_Directive_:
Give the listing below again in full, exactly as written.

Dataset entries:
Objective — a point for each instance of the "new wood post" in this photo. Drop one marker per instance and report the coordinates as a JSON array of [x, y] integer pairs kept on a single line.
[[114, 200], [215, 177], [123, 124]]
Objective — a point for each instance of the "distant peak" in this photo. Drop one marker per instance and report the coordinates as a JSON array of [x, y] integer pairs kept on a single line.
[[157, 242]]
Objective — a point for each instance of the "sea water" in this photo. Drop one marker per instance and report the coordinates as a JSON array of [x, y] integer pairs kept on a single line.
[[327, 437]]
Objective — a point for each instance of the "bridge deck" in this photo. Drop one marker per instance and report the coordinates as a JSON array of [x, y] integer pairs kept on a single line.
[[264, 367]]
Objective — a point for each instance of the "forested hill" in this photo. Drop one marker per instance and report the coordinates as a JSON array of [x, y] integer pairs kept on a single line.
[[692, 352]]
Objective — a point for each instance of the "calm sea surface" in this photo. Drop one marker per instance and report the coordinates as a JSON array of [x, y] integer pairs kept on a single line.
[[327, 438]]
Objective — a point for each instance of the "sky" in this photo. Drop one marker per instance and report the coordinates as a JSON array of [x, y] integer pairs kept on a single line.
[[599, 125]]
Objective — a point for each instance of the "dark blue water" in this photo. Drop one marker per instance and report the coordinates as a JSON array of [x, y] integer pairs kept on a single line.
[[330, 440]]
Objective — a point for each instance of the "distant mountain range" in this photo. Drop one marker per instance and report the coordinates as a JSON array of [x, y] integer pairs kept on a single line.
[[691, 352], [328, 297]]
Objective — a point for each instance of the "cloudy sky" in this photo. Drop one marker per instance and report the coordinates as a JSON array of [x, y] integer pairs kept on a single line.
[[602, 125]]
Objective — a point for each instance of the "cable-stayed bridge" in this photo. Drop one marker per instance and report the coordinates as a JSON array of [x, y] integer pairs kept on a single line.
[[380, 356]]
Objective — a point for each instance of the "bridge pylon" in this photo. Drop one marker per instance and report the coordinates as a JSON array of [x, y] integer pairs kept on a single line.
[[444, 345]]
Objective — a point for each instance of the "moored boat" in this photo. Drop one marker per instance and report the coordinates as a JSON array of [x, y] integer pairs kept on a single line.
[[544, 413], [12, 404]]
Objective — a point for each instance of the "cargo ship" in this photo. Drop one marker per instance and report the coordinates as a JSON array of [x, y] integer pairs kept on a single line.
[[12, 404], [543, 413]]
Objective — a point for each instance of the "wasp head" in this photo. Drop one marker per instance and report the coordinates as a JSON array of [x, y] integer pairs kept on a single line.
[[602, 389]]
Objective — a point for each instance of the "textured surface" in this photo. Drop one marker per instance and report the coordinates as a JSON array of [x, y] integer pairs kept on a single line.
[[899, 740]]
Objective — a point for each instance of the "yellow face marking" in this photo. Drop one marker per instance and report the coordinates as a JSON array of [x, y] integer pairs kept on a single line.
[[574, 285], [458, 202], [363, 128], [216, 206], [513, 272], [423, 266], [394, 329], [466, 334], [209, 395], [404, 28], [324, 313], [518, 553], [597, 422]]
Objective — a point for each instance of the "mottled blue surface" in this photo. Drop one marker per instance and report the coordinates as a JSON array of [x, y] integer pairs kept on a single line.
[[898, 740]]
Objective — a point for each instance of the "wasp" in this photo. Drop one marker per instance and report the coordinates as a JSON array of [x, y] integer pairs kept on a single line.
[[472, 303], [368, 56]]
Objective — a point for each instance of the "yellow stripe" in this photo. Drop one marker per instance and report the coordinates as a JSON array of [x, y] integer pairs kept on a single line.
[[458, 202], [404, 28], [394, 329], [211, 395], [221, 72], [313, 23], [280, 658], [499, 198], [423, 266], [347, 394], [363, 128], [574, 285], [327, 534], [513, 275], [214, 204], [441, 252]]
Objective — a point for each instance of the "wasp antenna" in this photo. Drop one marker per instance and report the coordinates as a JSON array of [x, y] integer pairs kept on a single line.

_Exercise solution_:
Objective — a point for each instance of the "new wood post" in this photo. Drop one marker per instance and report the coordinates as a JSON array of [x, y] integer pairs kept on a single line.
[[114, 200], [215, 177], [123, 124]]
Objective — a point for each instance of the "distant peak" in this photo. Drop one marker per instance and report the coordinates as a JSON array of [x, y] integer pairs kept on a single line.
[[157, 242]]
Objective — a point for each instance of the "sea water" in this photo. Drop one marker per instance and report the coordinates as a JSON array of [x, y] integer pairs kept on a single line.
[[327, 437]]
Objective — a point for each instance of the "bridge deck" in this photo. Drop one marker per instance and report the coordinates as a JSON array of [x, y] integer pairs kept on a single line.
[[264, 367]]
Objective — a point for each instance of the "forested hill" in this photo. Drop one marker per instance and report the coordinates as a JSON array of [x, y] integer pairs kept on a single line.
[[692, 352]]
Objective — a point for each instance of the "calm sea surface" in this photo. Drop one marker per instance and report the coordinates as a JSON array of [x, y] integer pairs kept on a single line.
[[327, 438]]
Objective — a point for each instance of the "sky" in this photo. Drop one marker per instance and report the coordinates as a JSON array of [x, y] integer pairs kept on a single line.
[[599, 125]]
Objective — a point for each instance of the "dark blue water" in this photo. Drop one marker per instance and report the coordinates as a JSON array of [x, y] integer pairs kept on a single line.
[[330, 440]]
Objective — a point for each instance of the "distant mountain range" in this photo. Drop one marker per instance and report the coordinates as a JSON array of [x, y] integer pairs kept on a single line.
[[691, 352], [328, 297]]
Objective — a point for each instance of the "cloudy sky" in this photo. Drop one marker per instance and report the coordinates as a JSON array of [x, y] integer pairs kept on a single line.
[[602, 125]]
Objective — a point for each instance of the "cable-stayed bridge" in this photo. Drop one marker per instance and report the coordinates as a JSON array of [x, y] integer pairs kept on a single line.
[[380, 356]]
Objective — a point for each instance of the "bridge pylon" in this photo. Drop one marker per instance and report the coordinates as a JSON array of [x, y] integer pairs kept on a single line.
[[444, 345]]
Objective — a point for each instance of the "moored boat" in this photo. Drop one marker per instance and report the coordinates as a JSON array of [x, y] integer pairs kept on a single line.
[[544, 413], [12, 404]]
Objective — a point for each instance of the "cargo ship" in this photo. Drop one marker per instance and report the coordinates as a JSON array of [x, y] integer pairs kept on a single line.
[[12, 404], [543, 413]]
Objective — a point for each instance of the "wasp head" in this photo. Drop one marker per instance and report the coordinates as a JSON array of [x, y] integer pairs kept on a single line.
[[602, 389]]
Objective — a point for each instance of the "textured surface" in this photo. Drop one marker per instance and report the coordinates as a JSON array of [x, y] integer pairs kept on a single line.
[[899, 740]]
Objective — a point for each instance of the "yellow face marking" in this photo. Drop one marker per instance and report the coordinates as a JSON array of [x, y] integer pairs kept on a single line.
[[574, 285], [458, 202], [363, 128], [216, 206], [513, 272], [423, 266], [394, 329], [466, 334], [209, 395], [404, 28], [324, 313], [518, 553], [597, 422]]
Objective — a point for each instance of the "mottled blue surface" in this photo. Drop one marker per instance and report the coordinates as a JSON array of [x, y] integer pairs kept on a single line.
[[898, 740]]
Objective — a point for each instance of the "wasp" in this photo. Drop one marker per instance and report the coordinates as a JSON array of [x, y] integer pairs kept on a single line.
[[472, 303], [368, 56]]
Objective — a point for each instance of the "yellow stripe" in this photo. Drop one marker per instance and report the coordinates as a JSON array of [x, y] integer pairs kept on a single line.
[[458, 202], [404, 28], [394, 329], [211, 395], [221, 72], [313, 23], [280, 658], [499, 198], [423, 266], [347, 394], [363, 128], [574, 285], [327, 534], [513, 275], [214, 204], [441, 252]]
Objective — a point for each instance of the "wasp antenna" in this photo. Drop one marker per instance and report the coordinates as a JSON array of [x, y] integer pairs kept on a single line.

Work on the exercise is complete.